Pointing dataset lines
◆ ◆ ◆ ◆

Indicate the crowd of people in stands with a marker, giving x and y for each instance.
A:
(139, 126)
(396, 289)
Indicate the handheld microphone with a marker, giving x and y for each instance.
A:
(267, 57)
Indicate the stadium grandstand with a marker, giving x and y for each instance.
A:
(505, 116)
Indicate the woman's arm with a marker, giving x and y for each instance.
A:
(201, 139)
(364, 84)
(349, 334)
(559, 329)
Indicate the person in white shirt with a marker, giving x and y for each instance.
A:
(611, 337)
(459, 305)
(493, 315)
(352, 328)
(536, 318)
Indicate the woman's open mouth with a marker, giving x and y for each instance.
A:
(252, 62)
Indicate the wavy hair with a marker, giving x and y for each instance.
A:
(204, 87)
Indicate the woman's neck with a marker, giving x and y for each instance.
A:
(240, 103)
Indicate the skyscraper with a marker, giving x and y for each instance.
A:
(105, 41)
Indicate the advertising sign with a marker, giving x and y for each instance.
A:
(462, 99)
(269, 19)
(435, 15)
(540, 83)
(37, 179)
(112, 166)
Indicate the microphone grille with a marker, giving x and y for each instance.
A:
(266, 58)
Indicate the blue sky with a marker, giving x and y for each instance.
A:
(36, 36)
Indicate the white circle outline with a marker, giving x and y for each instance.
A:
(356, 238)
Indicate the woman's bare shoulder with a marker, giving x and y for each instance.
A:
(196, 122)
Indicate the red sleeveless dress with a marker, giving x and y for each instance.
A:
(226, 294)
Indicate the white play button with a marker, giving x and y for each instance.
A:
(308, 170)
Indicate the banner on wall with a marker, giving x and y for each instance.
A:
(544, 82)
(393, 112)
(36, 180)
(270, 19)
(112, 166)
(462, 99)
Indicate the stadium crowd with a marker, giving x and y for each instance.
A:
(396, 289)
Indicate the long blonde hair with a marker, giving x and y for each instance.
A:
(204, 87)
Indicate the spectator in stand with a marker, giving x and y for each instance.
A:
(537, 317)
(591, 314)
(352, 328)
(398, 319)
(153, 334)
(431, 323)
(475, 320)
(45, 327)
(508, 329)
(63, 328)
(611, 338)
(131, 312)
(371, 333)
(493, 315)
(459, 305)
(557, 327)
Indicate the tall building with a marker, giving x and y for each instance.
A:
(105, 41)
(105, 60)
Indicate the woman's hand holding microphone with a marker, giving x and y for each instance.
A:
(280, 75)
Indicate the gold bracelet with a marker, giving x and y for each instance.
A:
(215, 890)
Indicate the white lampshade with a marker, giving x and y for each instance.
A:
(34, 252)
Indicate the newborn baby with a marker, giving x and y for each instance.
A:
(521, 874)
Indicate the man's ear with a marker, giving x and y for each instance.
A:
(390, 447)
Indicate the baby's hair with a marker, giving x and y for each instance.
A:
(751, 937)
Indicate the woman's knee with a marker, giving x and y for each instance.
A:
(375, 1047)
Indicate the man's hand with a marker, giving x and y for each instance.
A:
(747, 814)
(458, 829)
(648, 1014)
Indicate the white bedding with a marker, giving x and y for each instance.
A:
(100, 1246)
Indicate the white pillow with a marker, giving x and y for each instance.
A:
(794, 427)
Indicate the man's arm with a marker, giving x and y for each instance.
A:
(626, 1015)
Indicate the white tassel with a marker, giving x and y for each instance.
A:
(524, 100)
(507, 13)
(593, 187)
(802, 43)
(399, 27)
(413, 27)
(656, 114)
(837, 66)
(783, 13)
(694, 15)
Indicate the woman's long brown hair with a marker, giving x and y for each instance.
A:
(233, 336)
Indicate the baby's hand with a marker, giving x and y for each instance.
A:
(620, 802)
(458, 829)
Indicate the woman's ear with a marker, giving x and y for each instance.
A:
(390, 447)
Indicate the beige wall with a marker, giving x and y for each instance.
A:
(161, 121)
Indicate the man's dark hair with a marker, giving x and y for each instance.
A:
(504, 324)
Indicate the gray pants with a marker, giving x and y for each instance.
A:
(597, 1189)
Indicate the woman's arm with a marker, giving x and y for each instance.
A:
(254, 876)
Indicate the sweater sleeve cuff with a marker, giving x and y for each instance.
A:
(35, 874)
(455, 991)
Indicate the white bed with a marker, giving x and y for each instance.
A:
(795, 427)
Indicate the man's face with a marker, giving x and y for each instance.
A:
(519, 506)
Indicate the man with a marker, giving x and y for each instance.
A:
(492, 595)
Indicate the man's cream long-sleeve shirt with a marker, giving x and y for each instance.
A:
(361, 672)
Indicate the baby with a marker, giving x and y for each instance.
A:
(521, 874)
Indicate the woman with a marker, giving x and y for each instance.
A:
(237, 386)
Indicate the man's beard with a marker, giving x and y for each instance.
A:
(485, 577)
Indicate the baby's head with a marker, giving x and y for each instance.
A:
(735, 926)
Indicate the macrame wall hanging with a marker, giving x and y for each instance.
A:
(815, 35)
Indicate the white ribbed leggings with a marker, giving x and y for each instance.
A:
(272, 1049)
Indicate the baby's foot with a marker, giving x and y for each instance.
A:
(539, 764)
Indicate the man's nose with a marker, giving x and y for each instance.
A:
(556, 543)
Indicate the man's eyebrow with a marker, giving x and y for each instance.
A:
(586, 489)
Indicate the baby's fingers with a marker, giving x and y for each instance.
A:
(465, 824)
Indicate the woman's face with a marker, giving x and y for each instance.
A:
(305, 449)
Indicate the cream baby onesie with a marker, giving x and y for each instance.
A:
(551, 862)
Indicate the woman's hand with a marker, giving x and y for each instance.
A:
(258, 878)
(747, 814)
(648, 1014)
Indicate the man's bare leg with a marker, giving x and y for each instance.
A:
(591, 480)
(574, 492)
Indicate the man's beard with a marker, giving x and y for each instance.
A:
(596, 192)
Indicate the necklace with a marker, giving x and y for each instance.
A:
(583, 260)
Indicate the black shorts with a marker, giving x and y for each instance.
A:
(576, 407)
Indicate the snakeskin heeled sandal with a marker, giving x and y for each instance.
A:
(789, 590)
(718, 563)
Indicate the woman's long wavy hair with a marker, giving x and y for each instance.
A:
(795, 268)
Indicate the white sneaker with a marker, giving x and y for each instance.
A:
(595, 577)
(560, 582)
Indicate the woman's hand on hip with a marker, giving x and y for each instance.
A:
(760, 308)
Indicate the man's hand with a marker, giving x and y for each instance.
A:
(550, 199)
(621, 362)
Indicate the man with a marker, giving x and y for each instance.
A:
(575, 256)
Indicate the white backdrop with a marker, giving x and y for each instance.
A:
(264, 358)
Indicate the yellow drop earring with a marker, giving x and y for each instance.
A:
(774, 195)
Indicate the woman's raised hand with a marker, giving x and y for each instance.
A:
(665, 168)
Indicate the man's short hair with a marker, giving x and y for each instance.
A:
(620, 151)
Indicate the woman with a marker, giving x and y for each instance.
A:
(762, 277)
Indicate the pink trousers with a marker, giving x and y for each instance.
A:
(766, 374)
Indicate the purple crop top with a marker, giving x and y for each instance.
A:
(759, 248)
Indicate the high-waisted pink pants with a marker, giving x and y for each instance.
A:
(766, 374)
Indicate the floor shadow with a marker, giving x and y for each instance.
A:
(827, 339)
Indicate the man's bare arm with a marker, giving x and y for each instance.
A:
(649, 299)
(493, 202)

◆ ◆ ◆ ◆

• _What you are asked to do_
Reproduce the lines above without any changes, from the line that contains "Indicate the woman's raised" through the end of the records, including both ends.

• _Final answer_
Indicate the woman's raised hand with a marker, giving x and y for each instance.
A:
(665, 168)
Indicate the man's short hair with a marker, giving x and y for each instance.
A:
(620, 151)
Indicate the woman with a marker, giving x and y for each instance.
A:
(762, 277)
Indicate the pink trousers with a marker, giving x and y for each instance.
A:
(766, 374)
Indicate the purple crop top with a marker, giving x and y for each instance.
A:
(759, 248)
Indicate the high-waisted pink pants with a marker, giving x and y for each instance.
A:
(766, 374)
Indicate the floor shadow with a marker, giving x and y for each instance.
A:
(827, 339)
Indicate the man's bare arm with a marker, giving x and y for each instance.
A:
(649, 299)
(493, 202)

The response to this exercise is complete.